**Description of the task:** Reproduce verbatim the lines starting at the line that contains "task | place a point on the chalk" and ending at the line that contains "x=114, y=65", both included.

[Dataset excerpt]
********************
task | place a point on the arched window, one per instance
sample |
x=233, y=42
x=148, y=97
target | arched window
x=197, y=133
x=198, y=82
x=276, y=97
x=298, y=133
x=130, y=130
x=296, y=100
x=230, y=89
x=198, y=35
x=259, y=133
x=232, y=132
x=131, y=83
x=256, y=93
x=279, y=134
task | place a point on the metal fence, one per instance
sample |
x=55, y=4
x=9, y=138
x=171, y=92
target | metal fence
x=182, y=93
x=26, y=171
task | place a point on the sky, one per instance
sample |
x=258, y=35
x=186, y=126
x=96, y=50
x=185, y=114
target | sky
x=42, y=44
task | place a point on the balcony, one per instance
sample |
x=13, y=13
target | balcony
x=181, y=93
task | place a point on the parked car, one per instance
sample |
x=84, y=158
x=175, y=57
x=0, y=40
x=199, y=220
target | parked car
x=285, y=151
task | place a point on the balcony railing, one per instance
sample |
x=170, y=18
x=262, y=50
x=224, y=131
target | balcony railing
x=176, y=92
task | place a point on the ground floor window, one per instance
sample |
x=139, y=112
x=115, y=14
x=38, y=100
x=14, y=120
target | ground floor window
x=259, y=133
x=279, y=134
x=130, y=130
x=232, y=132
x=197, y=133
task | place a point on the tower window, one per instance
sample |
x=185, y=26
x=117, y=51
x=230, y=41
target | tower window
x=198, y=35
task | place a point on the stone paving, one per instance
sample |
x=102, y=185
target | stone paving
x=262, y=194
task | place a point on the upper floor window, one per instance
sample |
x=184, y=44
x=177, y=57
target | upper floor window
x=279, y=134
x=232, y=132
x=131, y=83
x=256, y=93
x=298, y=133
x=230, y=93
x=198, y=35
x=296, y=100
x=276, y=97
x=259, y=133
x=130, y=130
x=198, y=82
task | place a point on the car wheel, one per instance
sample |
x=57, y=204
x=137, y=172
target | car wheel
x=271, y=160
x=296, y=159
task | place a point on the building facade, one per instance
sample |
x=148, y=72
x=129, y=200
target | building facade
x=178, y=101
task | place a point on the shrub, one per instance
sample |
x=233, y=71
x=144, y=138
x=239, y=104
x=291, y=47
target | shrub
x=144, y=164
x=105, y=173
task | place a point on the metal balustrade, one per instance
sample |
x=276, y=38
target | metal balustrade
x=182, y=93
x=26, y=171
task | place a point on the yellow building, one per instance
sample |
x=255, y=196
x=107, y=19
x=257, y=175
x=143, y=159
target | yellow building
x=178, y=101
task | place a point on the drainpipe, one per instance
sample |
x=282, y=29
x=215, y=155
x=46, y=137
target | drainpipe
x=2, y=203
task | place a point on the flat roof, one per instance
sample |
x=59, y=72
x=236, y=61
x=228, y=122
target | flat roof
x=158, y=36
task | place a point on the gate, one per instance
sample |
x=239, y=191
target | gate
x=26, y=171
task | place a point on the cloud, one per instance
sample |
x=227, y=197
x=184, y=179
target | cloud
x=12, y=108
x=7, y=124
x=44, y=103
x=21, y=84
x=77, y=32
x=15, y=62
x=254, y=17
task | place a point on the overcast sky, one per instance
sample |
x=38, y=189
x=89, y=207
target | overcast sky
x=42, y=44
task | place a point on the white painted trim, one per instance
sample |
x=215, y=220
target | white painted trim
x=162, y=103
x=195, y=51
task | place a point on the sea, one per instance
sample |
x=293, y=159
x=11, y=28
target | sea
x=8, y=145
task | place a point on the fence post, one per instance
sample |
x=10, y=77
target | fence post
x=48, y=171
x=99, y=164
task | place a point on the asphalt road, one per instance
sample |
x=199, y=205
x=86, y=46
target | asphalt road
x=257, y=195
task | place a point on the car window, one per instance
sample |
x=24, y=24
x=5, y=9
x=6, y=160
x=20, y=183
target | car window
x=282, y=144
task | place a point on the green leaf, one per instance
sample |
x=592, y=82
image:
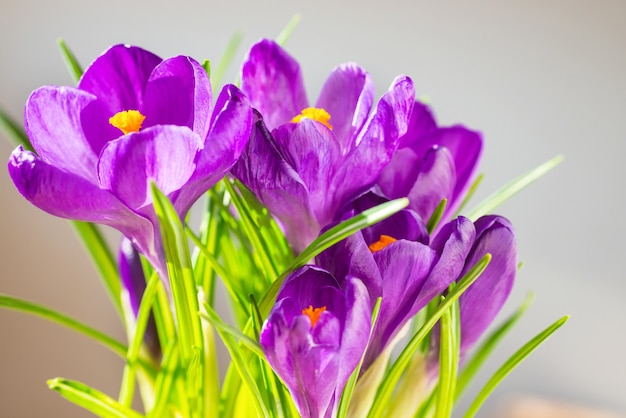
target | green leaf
x=448, y=359
x=330, y=238
x=470, y=193
x=240, y=363
x=62, y=319
x=91, y=399
x=485, y=349
x=348, y=389
x=180, y=273
x=512, y=188
x=14, y=131
x=103, y=259
x=436, y=216
x=165, y=380
x=212, y=317
x=394, y=374
x=226, y=59
x=71, y=62
x=136, y=337
x=511, y=363
x=285, y=34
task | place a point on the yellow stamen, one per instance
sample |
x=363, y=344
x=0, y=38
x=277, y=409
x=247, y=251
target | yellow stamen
x=313, y=313
x=314, y=113
x=127, y=121
x=381, y=243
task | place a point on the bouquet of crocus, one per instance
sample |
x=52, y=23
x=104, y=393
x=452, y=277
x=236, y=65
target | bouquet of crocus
x=356, y=288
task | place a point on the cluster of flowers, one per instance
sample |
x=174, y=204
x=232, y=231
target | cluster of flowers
x=135, y=119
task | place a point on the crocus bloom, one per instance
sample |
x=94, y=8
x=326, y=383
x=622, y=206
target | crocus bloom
x=305, y=162
x=133, y=119
x=315, y=336
x=480, y=304
x=396, y=262
x=432, y=163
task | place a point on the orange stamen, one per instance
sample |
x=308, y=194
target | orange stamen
x=314, y=113
x=127, y=121
x=381, y=243
x=313, y=313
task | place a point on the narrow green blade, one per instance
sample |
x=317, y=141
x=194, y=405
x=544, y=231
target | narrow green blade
x=512, y=188
x=71, y=62
x=386, y=388
x=486, y=348
x=21, y=305
x=180, y=274
x=511, y=363
x=91, y=399
x=331, y=237
x=285, y=34
x=103, y=259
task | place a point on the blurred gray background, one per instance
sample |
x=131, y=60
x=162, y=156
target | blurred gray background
x=538, y=78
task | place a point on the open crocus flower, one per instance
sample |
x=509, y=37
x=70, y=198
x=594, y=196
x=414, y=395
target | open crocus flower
x=305, y=162
x=396, y=262
x=133, y=119
x=315, y=336
x=482, y=301
x=432, y=163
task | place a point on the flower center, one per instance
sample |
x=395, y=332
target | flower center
x=127, y=121
x=381, y=243
x=314, y=113
x=313, y=313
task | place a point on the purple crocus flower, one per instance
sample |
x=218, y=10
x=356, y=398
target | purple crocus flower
x=305, y=162
x=133, y=119
x=482, y=301
x=315, y=336
x=432, y=163
x=395, y=260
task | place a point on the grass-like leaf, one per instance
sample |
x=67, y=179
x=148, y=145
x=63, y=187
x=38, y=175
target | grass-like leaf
x=165, y=380
x=485, y=349
x=511, y=363
x=14, y=131
x=348, y=389
x=21, y=305
x=434, y=219
x=136, y=340
x=386, y=388
x=75, y=69
x=91, y=399
x=285, y=34
x=103, y=259
x=226, y=59
x=448, y=360
x=512, y=188
x=180, y=274
x=331, y=237
x=211, y=316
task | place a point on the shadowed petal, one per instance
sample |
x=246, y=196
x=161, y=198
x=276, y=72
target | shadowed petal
x=435, y=182
x=264, y=170
x=118, y=77
x=376, y=142
x=482, y=301
x=347, y=95
x=272, y=80
x=178, y=93
x=313, y=152
x=61, y=193
x=62, y=112
x=164, y=155
x=227, y=138
x=465, y=148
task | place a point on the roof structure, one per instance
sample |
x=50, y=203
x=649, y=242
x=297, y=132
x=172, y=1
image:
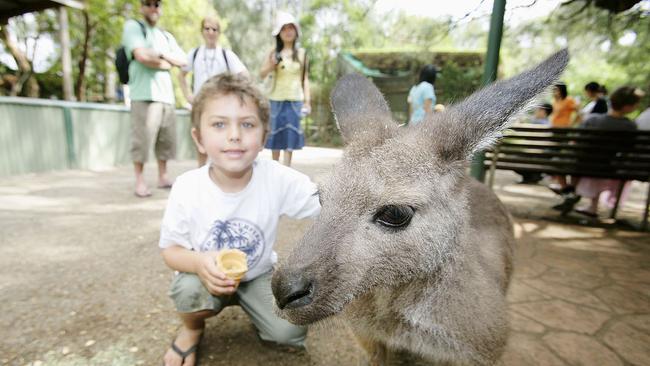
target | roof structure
x=12, y=8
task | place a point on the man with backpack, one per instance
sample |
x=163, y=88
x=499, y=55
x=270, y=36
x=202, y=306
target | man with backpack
x=151, y=53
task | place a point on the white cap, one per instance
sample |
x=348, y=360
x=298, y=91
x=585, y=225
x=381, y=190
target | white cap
x=283, y=19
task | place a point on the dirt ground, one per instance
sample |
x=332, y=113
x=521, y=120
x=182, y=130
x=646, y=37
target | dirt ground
x=82, y=281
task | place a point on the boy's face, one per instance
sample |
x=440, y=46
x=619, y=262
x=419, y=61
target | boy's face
x=231, y=134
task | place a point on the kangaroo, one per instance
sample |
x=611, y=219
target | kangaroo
x=411, y=251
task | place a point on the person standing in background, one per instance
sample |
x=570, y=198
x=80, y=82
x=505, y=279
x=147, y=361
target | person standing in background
x=597, y=104
x=289, y=96
x=422, y=97
x=564, y=107
x=207, y=61
x=153, y=53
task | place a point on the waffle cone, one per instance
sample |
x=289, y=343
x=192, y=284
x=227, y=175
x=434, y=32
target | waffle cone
x=233, y=263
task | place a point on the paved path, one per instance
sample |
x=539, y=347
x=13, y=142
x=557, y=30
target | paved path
x=81, y=281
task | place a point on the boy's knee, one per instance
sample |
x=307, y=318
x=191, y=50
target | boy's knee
x=188, y=293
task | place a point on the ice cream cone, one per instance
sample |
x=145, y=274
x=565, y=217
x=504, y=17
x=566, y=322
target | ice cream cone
x=233, y=263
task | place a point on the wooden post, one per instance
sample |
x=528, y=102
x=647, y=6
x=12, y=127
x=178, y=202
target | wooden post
x=477, y=168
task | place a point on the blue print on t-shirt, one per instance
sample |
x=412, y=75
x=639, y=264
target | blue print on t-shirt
x=236, y=234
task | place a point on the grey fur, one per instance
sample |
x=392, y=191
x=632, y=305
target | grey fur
x=437, y=287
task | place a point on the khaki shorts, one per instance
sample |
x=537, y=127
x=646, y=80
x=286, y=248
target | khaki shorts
x=152, y=124
x=255, y=298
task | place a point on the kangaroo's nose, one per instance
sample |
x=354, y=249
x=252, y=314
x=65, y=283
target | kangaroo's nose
x=292, y=290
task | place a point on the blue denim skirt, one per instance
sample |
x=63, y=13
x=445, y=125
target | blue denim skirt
x=286, y=133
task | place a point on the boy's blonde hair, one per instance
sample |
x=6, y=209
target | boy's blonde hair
x=210, y=18
x=229, y=84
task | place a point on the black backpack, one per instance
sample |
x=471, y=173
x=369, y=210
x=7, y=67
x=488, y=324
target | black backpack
x=122, y=61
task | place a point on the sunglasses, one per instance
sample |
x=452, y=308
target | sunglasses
x=153, y=4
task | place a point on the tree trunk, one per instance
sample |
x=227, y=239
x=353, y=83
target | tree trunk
x=66, y=60
x=24, y=66
x=80, y=86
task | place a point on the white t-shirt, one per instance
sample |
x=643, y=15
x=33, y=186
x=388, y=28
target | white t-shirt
x=209, y=62
x=201, y=217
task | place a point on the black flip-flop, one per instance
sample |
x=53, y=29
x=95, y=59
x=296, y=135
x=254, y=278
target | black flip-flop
x=194, y=349
x=586, y=213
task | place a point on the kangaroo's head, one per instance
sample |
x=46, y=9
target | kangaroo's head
x=394, y=207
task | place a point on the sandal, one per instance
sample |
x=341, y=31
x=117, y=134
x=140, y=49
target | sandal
x=194, y=349
x=585, y=212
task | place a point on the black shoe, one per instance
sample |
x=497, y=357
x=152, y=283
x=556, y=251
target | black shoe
x=562, y=191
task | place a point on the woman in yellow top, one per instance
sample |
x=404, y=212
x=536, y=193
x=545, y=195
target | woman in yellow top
x=289, y=96
x=564, y=107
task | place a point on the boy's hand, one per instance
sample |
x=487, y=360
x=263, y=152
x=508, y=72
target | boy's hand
x=215, y=281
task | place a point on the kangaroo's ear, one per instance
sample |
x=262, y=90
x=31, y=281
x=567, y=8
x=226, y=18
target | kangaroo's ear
x=477, y=122
x=360, y=110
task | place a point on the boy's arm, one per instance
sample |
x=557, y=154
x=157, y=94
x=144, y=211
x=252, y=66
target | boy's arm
x=151, y=58
x=203, y=264
x=182, y=81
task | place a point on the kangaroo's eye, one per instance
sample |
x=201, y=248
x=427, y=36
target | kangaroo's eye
x=394, y=216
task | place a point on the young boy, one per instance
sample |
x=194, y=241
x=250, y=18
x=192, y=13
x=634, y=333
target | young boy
x=235, y=201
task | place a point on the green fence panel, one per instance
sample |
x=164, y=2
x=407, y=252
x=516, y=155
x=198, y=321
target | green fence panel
x=32, y=139
x=35, y=136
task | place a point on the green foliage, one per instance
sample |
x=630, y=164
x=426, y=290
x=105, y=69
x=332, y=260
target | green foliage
x=592, y=36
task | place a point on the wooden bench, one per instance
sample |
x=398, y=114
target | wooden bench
x=623, y=155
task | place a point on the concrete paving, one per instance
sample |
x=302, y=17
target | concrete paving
x=580, y=294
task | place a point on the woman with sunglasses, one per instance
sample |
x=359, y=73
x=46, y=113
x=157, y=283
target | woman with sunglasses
x=206, y=61
x=289, y=96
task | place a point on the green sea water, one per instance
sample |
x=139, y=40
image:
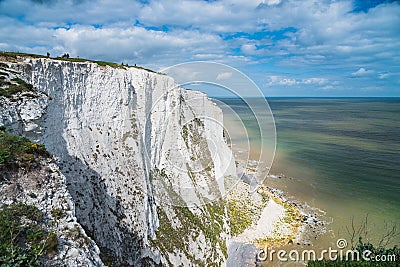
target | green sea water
x=341, y=155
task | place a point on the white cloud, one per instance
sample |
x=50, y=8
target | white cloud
x=362, y=72
x=281, y=80
x=223, y=76
x=383, y=75
x=314, y=81
x=326, y=38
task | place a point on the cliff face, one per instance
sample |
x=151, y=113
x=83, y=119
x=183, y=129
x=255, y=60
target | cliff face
x=144, y=159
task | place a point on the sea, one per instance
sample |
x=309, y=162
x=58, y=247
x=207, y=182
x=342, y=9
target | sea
x=338, y=155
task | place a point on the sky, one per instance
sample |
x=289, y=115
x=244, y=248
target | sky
x=287, y=47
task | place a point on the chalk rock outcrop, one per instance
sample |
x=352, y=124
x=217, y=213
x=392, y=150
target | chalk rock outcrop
x=144, y=159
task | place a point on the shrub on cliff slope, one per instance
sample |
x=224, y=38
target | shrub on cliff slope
x=23, y=236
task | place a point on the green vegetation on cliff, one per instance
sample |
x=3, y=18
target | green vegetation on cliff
x=24, y=240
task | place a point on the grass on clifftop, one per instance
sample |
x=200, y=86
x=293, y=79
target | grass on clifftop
x=114, y=65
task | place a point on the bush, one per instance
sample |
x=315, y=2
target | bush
x=24, y=239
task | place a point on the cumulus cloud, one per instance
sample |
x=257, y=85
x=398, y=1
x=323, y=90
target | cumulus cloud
x=326, y=38
x=362, y=72
x=281, y=80
x=223, y=76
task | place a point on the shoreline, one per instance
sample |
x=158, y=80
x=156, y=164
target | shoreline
x=282, y=220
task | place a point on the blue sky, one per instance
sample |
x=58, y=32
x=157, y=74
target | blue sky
x=288, y=47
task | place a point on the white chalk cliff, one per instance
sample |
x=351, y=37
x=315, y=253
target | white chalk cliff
x=144, y=159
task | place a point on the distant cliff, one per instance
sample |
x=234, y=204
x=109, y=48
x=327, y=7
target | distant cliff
x=144, y=160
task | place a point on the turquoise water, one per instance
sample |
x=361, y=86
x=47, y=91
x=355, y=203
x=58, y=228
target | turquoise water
x=341, y=155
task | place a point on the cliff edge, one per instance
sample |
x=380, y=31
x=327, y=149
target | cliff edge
x=144, y=160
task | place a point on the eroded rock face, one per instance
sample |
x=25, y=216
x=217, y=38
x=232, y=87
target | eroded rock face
x=141, y=157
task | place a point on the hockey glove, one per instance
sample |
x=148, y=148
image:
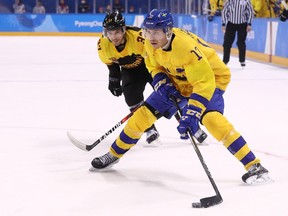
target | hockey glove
x=189, y=121
x=163, y=86
x=210, y=18
x=284, y=16
x=115, y=86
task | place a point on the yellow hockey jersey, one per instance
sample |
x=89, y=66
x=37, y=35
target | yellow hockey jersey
x=216, y=5
x=192, y=66
x=264, y=8
x=130, y=56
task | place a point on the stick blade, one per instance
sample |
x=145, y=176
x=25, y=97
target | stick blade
x=208, y=202
x=76, y=142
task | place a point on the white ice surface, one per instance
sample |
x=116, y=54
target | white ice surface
x=50, y=85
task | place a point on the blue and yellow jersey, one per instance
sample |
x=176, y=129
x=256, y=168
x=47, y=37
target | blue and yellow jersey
x=216, y=5
x=193, y=66
x=130, y=56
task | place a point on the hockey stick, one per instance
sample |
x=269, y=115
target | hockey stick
x=208, y=201
x=87, y=147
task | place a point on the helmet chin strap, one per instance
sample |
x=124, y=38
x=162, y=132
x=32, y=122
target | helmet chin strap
x=169, y=38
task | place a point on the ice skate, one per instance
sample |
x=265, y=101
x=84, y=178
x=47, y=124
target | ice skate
x=257, y=174
x=103, y=162
x=152, y=136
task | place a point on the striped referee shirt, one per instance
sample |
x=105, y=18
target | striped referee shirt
x=237, y=12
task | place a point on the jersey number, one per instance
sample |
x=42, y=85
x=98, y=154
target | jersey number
x=197, y=52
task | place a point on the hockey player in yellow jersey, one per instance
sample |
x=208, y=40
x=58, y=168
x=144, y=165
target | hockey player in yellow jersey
x=216, y=8
x=120, y=48
x=185, y=67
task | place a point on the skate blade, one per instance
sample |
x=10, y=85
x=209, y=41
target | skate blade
x=106, y=169
x=260, y=180
x=154, y=144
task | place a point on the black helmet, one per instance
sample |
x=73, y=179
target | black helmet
x=113, y=21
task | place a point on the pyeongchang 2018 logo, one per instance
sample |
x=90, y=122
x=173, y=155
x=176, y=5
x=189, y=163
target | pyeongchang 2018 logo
x=90, y=24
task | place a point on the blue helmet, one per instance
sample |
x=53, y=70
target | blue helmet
x=158, y=19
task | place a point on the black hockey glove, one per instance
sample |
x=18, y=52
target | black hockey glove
x=115, y=86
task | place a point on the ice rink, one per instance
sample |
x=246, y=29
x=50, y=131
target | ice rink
x=51, y=85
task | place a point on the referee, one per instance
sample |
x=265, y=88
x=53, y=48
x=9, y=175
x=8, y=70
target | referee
x=237, y=16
********************
**Reply:**
task | place a point on the chalk rock outcrop, one per instance
sample |
x=352, y=124
x=217, y=213
x=392, y=150
target | chalk rock outcrop
x=144, y=159
task | place a point on the shrub on cliff slope, one per instance
sample |
x=224, y=38
target | shrub on cliff slope
x=23, y=236
task | place a point on the green vegetation on cliff, one per instance
sample |
x=3, y=18
target | green vegetation on cliff
x=24, y=240
task | place a point on the grass on clifftop, one per instance
sample |
x=200, y=86
x=293, y=79
target | grass on clifftop
x=114, y=65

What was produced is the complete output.